Top of Passage
In 1968, three young priests were assigned to St. Stephen's Catholic Church in south Minneapolis. The pastor there had retired, the Second Vatican Council had just concluded, and the parish, like the church itself, was in transition.

Frank Kenney, who was then working in north Minneapolis, was one of those three priests.

He'd already fostered a radical message, telling parishioners that they, not the Catholic hierarchy, were the essence of the church. Parishioners flocked to his evening classes on Vatican II, staying up late to discuss what they'd learned.

"We were coming alive again, and it was so exciting," said Beryl Wolney, a parishioner who eventually followed Kenney across town to St. Stephen's. "I didn't always agree with everything he said, but I'm forever grateful for what he did for us."

Remembered as a passionate, tireless man who dedicated his life to serving others even after he left the priesthood, Kenney died Nov. 23. He was 85.

Kenney, one of 11 children, was raised in south Minneapolis. His father died at a young age, and his mother started working at a local church to make ends meet.

Those tough times contributed to a boundary-pushing, go-for-broke quality in Kenney and the rest of his family, said Ed Flahavan, a former priest who met Kenney when the two were seminarians.

Kenney, like two of his brothers, joined the priesthood. He was ordained in 1956 but left in 1970 and moved to the Pacific Northwest with his wife, Bobbi, a former nun.
Bottom of Passage
Exercise instructions:
Please render this sentence from the article on Frank Kenney in Spanish: "Kenney, one of 11 children, was raised in south Minneapolis."
Top of Data for analysis
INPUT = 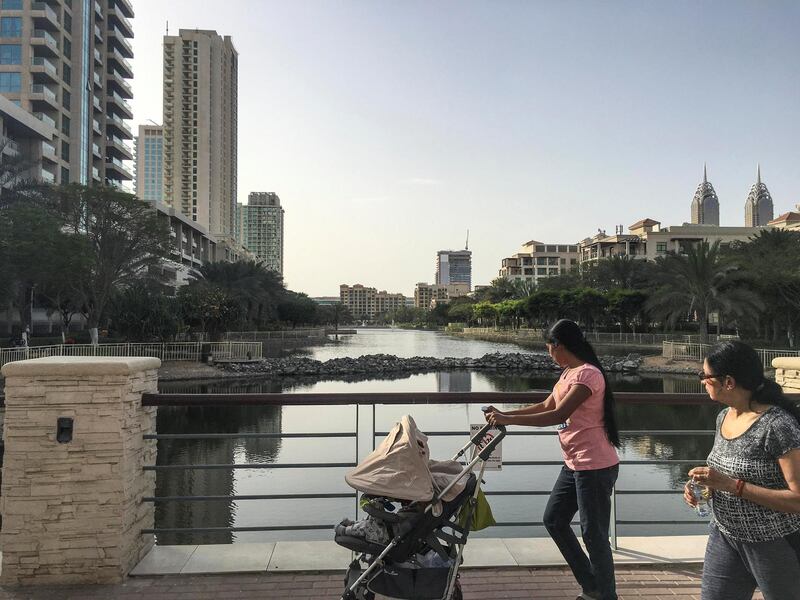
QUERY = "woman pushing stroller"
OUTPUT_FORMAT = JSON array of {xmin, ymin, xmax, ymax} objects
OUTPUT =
[{"xmin": 486, "ymin": 319, "xmax": 619, "ymax": 600}]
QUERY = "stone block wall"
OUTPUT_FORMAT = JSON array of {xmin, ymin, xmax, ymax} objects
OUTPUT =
[
  {"xmin": 0, "ymin": 357, "xmax": 160, "ymax": 585},
  {"xmin": 772, "ymin": 357, "xmax": 800, "ymax": 394}
]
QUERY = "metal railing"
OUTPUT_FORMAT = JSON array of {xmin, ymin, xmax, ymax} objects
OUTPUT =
[
  {"xmin": 661, "ymin": 342, "xmax": 800, "ymax": 369},
  {"xmin": 141, "ymin": 391, "xmax": 772, "ymax": 547},
  {"xmin": 0, "ymin": 342, "xmax": 262, "ymax": 366},
  {"xmin": 463, "ymin": 327, "xmax": 738, "ymax": 346}
]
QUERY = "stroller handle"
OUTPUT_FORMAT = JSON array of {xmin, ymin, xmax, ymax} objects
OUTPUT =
[{"xmin": 469, "ymin": 423, "xmax": 506, "ymax": 460}]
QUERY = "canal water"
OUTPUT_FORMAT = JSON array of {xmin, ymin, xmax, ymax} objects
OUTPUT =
[{"xmin": 156, "ymin": 329, "xmax": 719, "ymax": 544}]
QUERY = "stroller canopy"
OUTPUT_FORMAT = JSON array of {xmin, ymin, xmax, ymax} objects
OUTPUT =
[{"xmin": 344, "ymin": 415, "xmax": 466, "ymax": 502}]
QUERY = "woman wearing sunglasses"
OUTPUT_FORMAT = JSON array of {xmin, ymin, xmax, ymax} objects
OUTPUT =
[
  {"xmin": 683, "ymin": 341, "xmax": 800, "ymax": 600},
  {"xmin": 486, "ymin": 319, "xmax": 619, "ymax": 600}
]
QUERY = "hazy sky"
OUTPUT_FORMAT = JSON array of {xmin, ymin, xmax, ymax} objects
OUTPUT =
[{"xmin": 133, "ymin": 0, "xmax": 800, "ymax": 296}]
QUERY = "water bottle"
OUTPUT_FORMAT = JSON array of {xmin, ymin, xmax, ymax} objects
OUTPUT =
[{"xmin": 692, "ymin": 481, "xmax": 711, "ymax": 517}]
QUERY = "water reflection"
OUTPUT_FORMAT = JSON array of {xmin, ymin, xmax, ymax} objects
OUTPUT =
[{"xmin": 156, "ymin": 371, "xmax": 719, "ymax": 544}]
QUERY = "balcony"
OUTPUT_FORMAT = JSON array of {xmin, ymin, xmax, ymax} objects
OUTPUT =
[
  {"xmin": 107, "ymin": 69, "xmax": 133, "ymax": 98},
  {"xmin": 106, "ymin": 90, "xmax": 133, "ymax": 119},
  {"xmin": 106, "ymin": 135, "xmax": 133, "ymax": 160},
  {"xmin": 107, "ymin": 48, "xmax": 133, "ymax": 79},
  {"xmin": 33, "ymin": 113, "xmax": 56, "ymax": 129},
  {"xmin": 114, "ymin": 0, "xmax": 134, "ymax": 19},
  {"xmin": 108, "ymin": 25, "xmax": 133, "ymax": 58},
  {"xmin": 42, "ymin": 142, "xmax": 58, "ymax": 163},
  {"xmin": 106, "ymin": 115, "xmax": 133, "ymax": 140},
  {"xmin": 30, "ymin": 83, "xmax": 58, "ymax": 108},
  {"xmin": 31, "ymin": 29, "xmax": 58, "ymax": 56},
  {"xmin": 31, "ymin": 2, "xmax": 59, "ymax": 31},
  {"xmin": 106, "ymin": 156, "xmax": 133, "ymax": 181},
  {"xmin": 108, "ymin": 8, "xmax": 133, "ymax": 38},
  {"xmin": 31, "ymin": 56, "xmax": 58, "ymax": 83},
  {"xmin": 39, "ymin": 169, "xmax": 56, "ymax": 184}
]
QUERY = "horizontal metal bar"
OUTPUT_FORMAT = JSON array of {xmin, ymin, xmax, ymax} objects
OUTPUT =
[
  {"xmin": 142, "ymin": 432, "xmax": 356, "ymax": 440},
  {"xmin": 144, "ymin": 462, "xmax": 356, "ymax": 471},
  {"xmin": 141, "ymin": 523, "xmax": 333, "ymax": 534},
  {"xmin": 142, "ymin": 391, "xmax": 728, "ymax": 406},
  {"xmin": 142, "ymin": 492, "xmax": 358, "ymax": 502}
]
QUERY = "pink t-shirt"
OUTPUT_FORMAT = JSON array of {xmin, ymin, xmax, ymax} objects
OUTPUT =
[{"xmin": 553, "ymin": 363, "xmax": 619, "ymax": 471}]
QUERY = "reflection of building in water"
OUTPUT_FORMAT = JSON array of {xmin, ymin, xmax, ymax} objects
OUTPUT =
Bottom of Data for analysis
Task result:
Kenney, uno de 11 hijos, se crió en el sur de Minneapolis.